### Work instructions
A. In the investing blog post below, how does the writer say "hurrah" is pronounced in the Marines?
B. Continue the investing blog post below from its last sentence.

Is This the Last Hurrah? - Weekly Blog # 945

 

 

 

Mike Lipper’s Monday Morning Musings

 

Is This the Last Hurrah?

 

Editors: Frank Harrison 1997-2018, Hylton Phillips-Page 2018

 

          

 

 Preface

Hurrah is both a shout of victory and a political world about aging politicians, warning that the following election won’t be a happy one. (BTW it is pronounced Oorah in the Marines and Hoorah by the Army.)

 

I don’t know whether the reception for the largest IPO of all time is a sign we will not see larger market enthusiasm in the future. I am talking about both the size of the SpaceX offering and the further gains generated after underwriting.  What I do know that it was a record fundraise at a time when many non “AI” stocks are dealing with mediocre sales. Consumer sentiment is at its lowest on record going back to the early 1950s

 

More importantly, I am trying to find investments for the next “bull” market. My assumption is that we will experience a substantial rise after a major correction to the present market level.

### Supplied records
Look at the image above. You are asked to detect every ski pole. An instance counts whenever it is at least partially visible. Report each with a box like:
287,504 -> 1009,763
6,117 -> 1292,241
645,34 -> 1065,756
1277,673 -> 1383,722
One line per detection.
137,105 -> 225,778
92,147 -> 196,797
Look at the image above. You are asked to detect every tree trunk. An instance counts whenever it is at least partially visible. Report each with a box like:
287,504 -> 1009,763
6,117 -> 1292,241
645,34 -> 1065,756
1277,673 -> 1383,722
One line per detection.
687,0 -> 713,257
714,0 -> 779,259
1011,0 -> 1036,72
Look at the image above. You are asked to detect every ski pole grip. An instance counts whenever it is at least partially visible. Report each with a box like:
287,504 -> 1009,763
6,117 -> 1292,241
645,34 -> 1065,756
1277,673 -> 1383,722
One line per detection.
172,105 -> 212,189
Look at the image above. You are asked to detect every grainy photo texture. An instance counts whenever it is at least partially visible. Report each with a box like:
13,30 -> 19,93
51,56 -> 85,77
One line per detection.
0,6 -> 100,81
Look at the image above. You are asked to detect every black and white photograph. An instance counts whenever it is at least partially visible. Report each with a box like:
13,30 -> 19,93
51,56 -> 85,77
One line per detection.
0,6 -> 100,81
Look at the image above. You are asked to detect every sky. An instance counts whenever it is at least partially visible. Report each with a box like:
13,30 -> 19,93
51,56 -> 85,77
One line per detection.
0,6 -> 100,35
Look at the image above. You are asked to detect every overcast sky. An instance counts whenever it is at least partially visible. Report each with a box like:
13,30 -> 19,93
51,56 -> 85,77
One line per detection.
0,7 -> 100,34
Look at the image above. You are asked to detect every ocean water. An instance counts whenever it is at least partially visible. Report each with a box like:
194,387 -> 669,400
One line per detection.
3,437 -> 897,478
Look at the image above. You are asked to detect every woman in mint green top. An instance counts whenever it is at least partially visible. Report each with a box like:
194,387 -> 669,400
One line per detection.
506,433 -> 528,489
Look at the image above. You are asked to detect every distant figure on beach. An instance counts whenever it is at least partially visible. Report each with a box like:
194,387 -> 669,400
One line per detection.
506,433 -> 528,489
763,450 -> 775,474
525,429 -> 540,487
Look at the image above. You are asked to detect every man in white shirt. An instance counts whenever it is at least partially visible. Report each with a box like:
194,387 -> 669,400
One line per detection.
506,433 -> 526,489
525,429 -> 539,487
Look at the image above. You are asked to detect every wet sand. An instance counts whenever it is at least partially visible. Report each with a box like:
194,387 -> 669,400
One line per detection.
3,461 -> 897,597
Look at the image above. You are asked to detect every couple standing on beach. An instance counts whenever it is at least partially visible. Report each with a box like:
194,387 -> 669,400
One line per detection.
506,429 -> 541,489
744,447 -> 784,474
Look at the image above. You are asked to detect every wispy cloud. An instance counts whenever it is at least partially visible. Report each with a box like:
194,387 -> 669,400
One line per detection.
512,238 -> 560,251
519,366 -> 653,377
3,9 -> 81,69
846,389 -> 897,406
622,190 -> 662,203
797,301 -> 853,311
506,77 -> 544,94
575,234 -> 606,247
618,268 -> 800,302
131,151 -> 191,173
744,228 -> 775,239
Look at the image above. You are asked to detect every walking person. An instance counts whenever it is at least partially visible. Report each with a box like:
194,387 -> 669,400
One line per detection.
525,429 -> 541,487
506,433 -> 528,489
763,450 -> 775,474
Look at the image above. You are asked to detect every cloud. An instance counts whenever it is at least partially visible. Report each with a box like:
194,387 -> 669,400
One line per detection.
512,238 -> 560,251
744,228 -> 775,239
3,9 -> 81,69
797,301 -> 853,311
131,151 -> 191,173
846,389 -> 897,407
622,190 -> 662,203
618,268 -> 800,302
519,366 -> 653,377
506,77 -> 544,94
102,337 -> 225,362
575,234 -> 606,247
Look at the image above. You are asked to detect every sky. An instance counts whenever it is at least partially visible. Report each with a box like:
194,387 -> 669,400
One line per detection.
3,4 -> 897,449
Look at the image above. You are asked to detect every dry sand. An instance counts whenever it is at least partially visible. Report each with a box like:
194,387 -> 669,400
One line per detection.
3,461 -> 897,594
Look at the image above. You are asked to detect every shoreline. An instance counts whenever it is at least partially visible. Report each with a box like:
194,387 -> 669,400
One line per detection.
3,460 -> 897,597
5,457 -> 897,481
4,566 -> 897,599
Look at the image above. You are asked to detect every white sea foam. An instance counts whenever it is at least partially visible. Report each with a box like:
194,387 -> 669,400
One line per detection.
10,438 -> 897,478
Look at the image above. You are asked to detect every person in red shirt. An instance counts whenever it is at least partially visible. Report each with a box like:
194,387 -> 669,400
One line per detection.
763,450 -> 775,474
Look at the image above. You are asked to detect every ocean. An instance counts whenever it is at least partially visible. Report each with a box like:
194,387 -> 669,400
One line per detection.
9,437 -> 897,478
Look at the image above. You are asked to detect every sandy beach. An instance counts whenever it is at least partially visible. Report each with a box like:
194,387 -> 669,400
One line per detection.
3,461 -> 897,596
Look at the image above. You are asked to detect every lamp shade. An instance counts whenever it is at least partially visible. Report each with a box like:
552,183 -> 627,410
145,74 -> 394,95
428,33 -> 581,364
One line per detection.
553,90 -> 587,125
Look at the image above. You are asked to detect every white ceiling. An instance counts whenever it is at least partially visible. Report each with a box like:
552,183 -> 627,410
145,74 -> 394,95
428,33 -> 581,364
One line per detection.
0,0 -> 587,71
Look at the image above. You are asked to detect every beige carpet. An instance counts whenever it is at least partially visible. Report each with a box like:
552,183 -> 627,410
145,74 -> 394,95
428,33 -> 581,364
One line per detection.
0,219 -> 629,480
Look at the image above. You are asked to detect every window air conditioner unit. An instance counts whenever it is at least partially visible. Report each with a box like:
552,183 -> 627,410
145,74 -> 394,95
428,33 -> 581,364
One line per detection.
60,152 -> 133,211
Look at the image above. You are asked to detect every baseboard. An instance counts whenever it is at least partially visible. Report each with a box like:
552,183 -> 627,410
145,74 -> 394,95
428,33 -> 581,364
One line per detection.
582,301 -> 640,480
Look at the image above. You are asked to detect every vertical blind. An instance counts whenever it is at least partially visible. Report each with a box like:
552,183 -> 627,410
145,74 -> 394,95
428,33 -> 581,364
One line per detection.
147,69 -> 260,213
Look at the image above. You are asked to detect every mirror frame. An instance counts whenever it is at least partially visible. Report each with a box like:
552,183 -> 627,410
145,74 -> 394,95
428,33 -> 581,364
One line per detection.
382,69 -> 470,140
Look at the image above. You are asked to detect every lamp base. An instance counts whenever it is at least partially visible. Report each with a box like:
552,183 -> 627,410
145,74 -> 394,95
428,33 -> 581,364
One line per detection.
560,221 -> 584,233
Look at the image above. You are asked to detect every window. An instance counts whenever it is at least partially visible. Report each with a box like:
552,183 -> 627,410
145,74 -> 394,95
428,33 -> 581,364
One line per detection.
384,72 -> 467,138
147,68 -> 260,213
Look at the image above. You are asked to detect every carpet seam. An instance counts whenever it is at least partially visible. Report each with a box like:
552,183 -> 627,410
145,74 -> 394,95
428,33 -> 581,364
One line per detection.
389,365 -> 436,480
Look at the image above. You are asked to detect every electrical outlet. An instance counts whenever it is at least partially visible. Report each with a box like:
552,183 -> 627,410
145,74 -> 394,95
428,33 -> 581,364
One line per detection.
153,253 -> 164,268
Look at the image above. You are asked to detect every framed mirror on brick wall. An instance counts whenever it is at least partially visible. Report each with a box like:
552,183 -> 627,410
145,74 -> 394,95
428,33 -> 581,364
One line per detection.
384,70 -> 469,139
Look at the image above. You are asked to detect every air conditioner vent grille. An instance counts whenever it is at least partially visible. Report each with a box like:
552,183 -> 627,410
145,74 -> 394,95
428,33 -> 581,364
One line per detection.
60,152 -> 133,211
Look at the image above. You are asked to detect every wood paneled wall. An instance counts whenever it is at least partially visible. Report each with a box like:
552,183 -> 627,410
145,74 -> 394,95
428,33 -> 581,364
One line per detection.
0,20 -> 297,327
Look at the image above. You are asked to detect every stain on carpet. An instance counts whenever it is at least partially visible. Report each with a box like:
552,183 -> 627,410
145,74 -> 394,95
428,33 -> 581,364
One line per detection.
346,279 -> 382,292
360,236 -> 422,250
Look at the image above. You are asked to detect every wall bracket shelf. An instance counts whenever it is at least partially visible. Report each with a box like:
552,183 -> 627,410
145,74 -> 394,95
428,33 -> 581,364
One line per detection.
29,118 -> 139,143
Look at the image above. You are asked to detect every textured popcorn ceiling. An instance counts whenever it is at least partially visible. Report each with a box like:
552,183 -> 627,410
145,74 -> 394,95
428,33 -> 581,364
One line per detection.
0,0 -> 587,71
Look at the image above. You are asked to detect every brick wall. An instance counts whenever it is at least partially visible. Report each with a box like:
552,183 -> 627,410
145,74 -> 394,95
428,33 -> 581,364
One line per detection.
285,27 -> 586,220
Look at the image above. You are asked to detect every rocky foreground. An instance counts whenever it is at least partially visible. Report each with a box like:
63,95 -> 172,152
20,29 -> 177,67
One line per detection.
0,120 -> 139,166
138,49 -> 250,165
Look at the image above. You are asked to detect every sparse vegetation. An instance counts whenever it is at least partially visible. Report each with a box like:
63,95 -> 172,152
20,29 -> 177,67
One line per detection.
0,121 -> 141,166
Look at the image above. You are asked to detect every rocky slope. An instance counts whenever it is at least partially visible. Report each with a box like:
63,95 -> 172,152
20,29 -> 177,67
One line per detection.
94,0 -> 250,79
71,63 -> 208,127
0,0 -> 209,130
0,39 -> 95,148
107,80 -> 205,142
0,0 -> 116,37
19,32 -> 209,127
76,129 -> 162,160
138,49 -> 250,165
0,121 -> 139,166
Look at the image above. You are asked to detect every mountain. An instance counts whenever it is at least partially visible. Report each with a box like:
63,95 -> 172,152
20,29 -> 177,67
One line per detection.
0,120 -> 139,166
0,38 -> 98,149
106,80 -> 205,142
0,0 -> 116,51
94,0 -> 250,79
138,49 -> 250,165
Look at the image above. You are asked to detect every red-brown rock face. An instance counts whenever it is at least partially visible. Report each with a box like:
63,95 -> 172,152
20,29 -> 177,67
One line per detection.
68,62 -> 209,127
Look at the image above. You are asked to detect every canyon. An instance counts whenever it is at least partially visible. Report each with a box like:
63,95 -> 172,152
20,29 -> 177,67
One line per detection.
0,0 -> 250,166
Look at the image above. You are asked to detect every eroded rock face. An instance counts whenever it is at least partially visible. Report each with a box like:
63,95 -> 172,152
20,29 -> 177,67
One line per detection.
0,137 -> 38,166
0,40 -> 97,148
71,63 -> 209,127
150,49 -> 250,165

### Responses in order
A. Oorah

B.
 

The Process

The first thing I don’t do is look for clues to a different future by crunching GAAP numbers found in today’s annual reports or other regulatory accounting statements. To the extent present sales data may be useful, they need to be adjusted to match reality. For example, today it looks like semiconductor companies are doing very well in Taiwan and South Korea. Truth is, only some of their product sales are produced in their home country, with increasingly more in other countries. More importantly, I am guessing their ultimate sales are to US customers. Thus, investors are concerned that many of these so-labeled international companies are extremely sensitive to what is happening in the US.

 

Forward Looking Analysis (Guessing)

The example that I discuss should not be treated as a buy recommendation and should only be rendered knowing the economic condition, resources, and personality of the buyer. The case I will discuss shortly is a long-standing large position with a large unrealized potential tax liability, although the analytical thinking may also be appropriate for the reader.

 

The stock is Berkshire Hathaway. The news item is the $8.5 billion purchase of Taylor-Morrison Homes for cash, including the assumption of some debt. The initial size is about 1/3rd of Berkshire’s annual net free cash flow, excluding their large cash reserves.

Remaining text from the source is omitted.